▸ Written request:
List every line in the listing below that contains the word "white". Treat uppercase and lowercase as different.

▸ Source data:

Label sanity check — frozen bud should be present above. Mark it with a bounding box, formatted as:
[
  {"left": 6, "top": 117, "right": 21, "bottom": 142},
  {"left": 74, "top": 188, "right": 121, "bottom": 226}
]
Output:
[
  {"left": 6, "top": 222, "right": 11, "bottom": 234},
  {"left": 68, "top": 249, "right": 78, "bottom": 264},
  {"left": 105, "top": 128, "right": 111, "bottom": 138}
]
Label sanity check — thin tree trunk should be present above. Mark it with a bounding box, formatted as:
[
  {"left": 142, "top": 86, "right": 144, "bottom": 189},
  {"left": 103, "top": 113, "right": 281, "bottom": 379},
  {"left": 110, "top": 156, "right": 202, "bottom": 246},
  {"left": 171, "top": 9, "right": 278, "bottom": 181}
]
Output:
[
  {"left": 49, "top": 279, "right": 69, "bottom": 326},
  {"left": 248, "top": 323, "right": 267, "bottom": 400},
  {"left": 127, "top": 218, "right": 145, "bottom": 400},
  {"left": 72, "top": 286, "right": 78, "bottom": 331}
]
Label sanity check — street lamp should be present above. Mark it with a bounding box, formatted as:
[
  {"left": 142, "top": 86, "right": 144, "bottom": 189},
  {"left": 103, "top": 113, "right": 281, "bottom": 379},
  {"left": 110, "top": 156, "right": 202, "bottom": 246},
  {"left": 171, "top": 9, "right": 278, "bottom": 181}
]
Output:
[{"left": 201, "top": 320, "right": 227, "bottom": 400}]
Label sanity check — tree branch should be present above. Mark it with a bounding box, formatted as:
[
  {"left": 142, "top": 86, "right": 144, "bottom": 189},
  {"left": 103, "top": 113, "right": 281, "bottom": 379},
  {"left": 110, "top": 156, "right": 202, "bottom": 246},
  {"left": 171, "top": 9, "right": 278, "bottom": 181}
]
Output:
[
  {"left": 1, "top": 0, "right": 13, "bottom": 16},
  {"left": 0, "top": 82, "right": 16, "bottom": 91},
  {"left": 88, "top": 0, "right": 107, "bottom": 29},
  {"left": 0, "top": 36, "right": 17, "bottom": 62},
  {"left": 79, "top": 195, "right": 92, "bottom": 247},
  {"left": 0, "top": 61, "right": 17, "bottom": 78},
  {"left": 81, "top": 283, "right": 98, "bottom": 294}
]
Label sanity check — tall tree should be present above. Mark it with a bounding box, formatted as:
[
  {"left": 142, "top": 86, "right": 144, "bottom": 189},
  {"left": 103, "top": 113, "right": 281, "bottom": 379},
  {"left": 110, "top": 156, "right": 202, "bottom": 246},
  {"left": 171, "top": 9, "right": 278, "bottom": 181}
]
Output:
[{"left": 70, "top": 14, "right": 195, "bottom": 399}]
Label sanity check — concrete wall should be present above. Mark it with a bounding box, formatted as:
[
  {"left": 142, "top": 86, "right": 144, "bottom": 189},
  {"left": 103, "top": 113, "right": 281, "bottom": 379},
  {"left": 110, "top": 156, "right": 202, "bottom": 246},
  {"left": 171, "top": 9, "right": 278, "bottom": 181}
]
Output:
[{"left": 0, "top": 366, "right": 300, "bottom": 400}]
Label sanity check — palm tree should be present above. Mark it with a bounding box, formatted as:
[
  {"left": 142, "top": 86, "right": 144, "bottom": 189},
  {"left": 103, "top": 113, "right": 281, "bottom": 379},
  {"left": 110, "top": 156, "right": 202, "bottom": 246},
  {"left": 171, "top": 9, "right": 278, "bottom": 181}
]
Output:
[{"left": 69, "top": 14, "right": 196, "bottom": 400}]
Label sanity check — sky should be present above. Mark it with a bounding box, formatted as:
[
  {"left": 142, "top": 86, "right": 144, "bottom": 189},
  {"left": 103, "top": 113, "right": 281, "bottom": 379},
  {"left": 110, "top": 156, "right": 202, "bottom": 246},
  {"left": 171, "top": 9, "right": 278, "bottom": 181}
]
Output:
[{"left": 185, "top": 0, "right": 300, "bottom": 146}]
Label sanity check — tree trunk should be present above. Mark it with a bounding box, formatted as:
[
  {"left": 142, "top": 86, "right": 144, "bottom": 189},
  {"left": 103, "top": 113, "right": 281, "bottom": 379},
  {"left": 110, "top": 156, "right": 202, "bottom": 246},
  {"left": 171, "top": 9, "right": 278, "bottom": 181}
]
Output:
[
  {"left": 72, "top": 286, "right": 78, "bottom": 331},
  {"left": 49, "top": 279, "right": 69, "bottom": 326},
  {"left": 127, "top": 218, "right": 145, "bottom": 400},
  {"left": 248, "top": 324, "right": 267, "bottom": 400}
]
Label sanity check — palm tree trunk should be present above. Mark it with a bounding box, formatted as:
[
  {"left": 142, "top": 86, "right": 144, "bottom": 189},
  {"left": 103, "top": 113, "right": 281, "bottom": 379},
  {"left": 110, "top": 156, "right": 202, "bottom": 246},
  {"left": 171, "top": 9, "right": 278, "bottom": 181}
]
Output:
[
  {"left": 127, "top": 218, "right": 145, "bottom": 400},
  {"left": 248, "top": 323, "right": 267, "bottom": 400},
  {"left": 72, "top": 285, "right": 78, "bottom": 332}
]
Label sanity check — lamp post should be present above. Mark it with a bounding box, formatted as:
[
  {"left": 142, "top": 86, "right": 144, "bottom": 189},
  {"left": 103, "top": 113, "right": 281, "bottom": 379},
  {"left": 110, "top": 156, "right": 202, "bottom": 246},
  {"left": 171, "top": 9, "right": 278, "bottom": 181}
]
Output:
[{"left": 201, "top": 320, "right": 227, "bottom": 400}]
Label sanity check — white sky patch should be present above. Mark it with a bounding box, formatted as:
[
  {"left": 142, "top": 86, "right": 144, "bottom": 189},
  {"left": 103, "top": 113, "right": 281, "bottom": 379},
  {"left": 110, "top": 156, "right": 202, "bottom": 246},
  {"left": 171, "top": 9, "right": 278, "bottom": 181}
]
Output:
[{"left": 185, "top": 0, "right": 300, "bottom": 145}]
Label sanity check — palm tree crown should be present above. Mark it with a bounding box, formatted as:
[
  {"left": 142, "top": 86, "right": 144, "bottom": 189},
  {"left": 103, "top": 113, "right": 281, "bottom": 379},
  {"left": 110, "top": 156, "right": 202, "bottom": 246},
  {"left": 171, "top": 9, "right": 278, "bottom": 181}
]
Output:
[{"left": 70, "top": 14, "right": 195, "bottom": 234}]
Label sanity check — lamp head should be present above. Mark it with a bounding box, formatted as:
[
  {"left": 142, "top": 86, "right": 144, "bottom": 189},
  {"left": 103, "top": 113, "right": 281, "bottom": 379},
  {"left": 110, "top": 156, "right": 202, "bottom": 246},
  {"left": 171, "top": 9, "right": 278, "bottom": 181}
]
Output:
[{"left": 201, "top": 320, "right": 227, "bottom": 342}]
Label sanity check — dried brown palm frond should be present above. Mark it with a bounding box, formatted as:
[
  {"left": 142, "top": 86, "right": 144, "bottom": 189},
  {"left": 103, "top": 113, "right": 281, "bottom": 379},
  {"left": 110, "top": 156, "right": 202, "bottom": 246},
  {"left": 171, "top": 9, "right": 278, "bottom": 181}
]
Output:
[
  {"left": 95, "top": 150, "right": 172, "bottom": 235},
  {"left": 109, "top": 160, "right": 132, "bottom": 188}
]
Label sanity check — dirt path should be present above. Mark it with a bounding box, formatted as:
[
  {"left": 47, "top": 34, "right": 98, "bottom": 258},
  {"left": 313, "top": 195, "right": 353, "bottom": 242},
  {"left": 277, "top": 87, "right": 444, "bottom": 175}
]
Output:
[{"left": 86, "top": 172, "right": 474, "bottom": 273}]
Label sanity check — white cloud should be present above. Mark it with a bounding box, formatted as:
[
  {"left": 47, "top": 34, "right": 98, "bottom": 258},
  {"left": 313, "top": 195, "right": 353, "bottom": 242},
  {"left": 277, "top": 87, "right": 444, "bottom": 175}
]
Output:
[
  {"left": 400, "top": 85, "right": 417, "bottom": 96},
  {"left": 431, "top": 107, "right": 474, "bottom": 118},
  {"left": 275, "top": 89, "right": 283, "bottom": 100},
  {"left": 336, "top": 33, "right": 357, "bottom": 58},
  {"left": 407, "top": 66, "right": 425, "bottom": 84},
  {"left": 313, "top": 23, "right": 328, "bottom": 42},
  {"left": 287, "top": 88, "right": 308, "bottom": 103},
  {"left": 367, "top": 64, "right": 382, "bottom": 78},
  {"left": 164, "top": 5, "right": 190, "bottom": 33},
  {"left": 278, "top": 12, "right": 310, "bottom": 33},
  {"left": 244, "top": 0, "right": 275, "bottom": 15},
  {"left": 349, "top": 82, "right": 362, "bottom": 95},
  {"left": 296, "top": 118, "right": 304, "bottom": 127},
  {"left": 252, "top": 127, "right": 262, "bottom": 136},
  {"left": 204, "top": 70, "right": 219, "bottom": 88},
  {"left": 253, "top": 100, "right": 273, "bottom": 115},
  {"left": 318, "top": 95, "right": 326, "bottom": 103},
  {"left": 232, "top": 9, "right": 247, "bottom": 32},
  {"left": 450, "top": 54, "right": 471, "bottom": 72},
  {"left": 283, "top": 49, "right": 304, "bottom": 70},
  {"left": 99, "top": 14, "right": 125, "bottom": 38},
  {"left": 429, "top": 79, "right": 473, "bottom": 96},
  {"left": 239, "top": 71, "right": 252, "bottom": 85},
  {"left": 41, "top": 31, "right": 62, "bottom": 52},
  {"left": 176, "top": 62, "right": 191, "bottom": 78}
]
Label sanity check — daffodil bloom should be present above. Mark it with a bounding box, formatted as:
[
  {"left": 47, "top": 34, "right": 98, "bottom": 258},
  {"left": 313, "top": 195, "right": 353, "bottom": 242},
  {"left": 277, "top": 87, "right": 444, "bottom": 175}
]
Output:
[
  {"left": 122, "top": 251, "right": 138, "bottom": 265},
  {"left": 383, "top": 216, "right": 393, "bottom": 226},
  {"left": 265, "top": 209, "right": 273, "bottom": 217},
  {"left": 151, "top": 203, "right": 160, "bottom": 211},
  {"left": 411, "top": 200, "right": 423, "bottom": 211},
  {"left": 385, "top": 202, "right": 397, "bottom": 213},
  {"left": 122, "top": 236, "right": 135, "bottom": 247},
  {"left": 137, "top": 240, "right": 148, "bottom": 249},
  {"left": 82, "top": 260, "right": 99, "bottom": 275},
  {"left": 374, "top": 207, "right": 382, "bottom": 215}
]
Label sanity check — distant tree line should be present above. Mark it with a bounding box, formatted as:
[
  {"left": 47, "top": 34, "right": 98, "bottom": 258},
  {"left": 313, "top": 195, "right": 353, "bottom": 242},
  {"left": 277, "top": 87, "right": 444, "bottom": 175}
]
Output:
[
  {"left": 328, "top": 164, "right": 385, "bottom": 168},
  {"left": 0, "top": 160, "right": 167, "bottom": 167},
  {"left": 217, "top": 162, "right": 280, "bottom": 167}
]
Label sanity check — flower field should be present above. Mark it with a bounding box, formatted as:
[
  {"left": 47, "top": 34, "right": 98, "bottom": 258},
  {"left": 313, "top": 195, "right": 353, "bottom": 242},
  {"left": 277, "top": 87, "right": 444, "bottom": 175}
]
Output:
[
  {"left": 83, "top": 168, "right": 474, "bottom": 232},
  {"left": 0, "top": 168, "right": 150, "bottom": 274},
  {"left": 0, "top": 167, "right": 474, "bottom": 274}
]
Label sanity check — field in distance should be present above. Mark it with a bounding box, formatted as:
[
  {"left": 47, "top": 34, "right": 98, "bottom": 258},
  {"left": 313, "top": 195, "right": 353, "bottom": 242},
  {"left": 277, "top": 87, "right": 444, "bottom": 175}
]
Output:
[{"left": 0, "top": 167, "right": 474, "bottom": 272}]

▸ Result:
Label sanity check — white sky patch should be present above. Mark it with a bounding box, formatted as:
Label sanity check — white cloud should be present above. Mark it with a bounding box, formatted as:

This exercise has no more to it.